Geo-enabling data - geocoding

arcgispro

geospatial

map

esri

drawing

In ArcGIS Pro, we can also create features from information that describes or names a location—typically an address—through a process called geocoding. In some cases, we are often faced with situations in which data is not readily available. One of the advantages of geocoding is the ability to quickly create data from a list of points of interest that we have collected or researched.

We need several components to geocode addresses:

An address table—a list of addresses for features that we want to map and that are stored as a database table or a text file
Reference data—commonly from a street layer, on which the addresses can be located
An address locator—a file that contains the reference data and various geocoding rules and settings

The ArcGIS Pro geocoding service uses address information in the attribute table of the reference data to calculate where addresses from the address table are located and creates points at those locations. As with other GIS data, the higher the quality of the reference data, the more accurately addresses can be geocoded. Ideally, street-level reference data includes attributes such as street name, street type, postal or zip code, and directional prefixes and suffixes to avoid ambiguity in address locations. And each street is divided into line segments that have starting and ending address numbers so that we can determine separate address ranges for each side of the street.

You can read more about Geocoding process using python — check out the full guide on this page

Study case scenario

Deciding on a retail site location is one of the most critical decisions a business must make. The success of the store depends on many factors related to location and demographics, such as access to potential and existing customers, visibility in its neighborhood, and appeal to its targeted audience, as well as wider demographics to catch potential consumers. we as an analyst who will prepare geographic and demographic data for use in support of a high-end bicycle retail site location and consultation service.

The Dataset

We will use RetailSiteStudy.gdb that contains:

Bike Stations—a point feature class showing bike stations (Source: City of Houston)
Existing Bike Lanes—a line feature class of existing bike lanes (Source: City of Houston)
Proposed Bike Lanes—a line feature class of proposed bike lanes (Source: City of Houston)
Commercial Land Use—a polygon feature class derived from a large land-use dataset (Source: City of Houston)
Census Block Demographics—a polygon feature class of census block groups in the city of Houston (Source: City of Houston)
Median household income (2010 census)—a table le that contains median household income values at the census block level for the city of Houston (Source: US Census Bureau, City of Houston)
Roads—a line feature class (Source: City of Houston)
retail_site_prospects—a text le that contains a compiled list of commercial properties.

Joining table

US Census data is a reliable and helpful resource for any research project that involves looking at demographic data and is collected with geographic detail that ranges from fine to general granularity. Almost all the data is stored as values in tables and not geoenabled. However, we can perform several steps to turn this data into a map.

From Median household income table, first we can examine the columns GEOID and Median_HHI. The GEOID name is a standard identifier that the US Census Bureau provides to identify census blocks (a division of a census tract). The Median_HHI column represents median household income (in US dollars). This will be one factor in our decision-making process to determine a potential site for a retail location.

By using GEOID, we can join it to the city of Houston census block layer to make the information spatial. To do this we can go to attribute table pane options menu, point to Joins and Relates, and click Add Join.

drawing

Symbolize using graduated colors

With median household income added for each census block, we will now visualize the median household income with graduated colors on the map. This will be one factor of consideration when doing the analysis for prospecting a retail site location.

# WORK TO COMPLETE:
a) Per the geocoding write-up, what three components are needed to geocode addresses?
b) Reproduce the stretch of the geocoding write-up from "Proposed Bike Lanes—a" through "Bureau, City of Houston)", character for character.

# RECORDS SUPPLIED:

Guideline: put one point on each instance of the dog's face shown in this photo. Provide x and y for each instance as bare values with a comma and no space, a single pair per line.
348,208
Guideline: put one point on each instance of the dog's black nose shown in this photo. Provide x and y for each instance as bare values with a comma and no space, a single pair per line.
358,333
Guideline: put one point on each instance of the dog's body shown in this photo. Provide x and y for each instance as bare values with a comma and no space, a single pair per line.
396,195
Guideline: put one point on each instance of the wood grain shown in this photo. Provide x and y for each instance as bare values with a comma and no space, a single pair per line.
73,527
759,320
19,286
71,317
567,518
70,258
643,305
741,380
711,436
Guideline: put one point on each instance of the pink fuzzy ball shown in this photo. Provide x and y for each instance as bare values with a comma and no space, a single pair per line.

--

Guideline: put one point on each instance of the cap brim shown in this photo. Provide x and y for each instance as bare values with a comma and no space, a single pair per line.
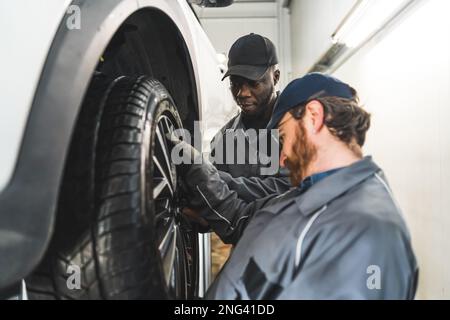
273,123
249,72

--

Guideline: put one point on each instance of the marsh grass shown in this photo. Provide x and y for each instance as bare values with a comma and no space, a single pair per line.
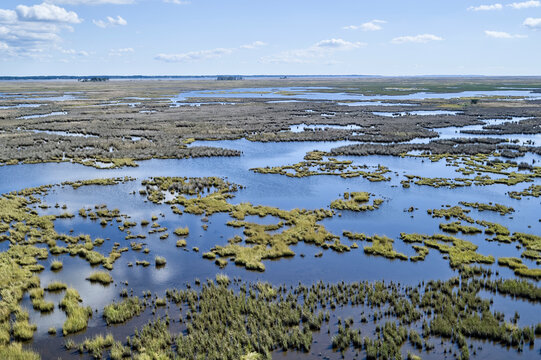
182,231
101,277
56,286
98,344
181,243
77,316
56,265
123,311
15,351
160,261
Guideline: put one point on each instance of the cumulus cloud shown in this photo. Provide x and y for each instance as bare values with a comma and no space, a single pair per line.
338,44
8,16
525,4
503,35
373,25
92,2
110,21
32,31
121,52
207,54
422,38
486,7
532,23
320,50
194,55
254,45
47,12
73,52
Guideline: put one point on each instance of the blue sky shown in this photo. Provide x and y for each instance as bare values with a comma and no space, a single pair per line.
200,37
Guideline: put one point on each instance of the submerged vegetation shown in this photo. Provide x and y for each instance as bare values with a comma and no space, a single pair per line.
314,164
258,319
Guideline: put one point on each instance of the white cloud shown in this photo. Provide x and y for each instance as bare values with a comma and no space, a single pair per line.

# PER-TASK OUTPUTS:
a) An address table, reference data, and an address locator.

b)
Proposed Bike Lanes—a line feature class of proposed bike lanes (Source: City of Houston)
Commercial Land Use—a polygon feature class derived from a large land-use dataset (Source: City of Houston)
Census Block Demographics—a polygon feature class of census block groups in the city of Houston (Source: City of Houston)
Median household income (2010 census)—a table le that contains median household income values at the census block level for the city of Houston (Source: US Census Bureau, City of Houston)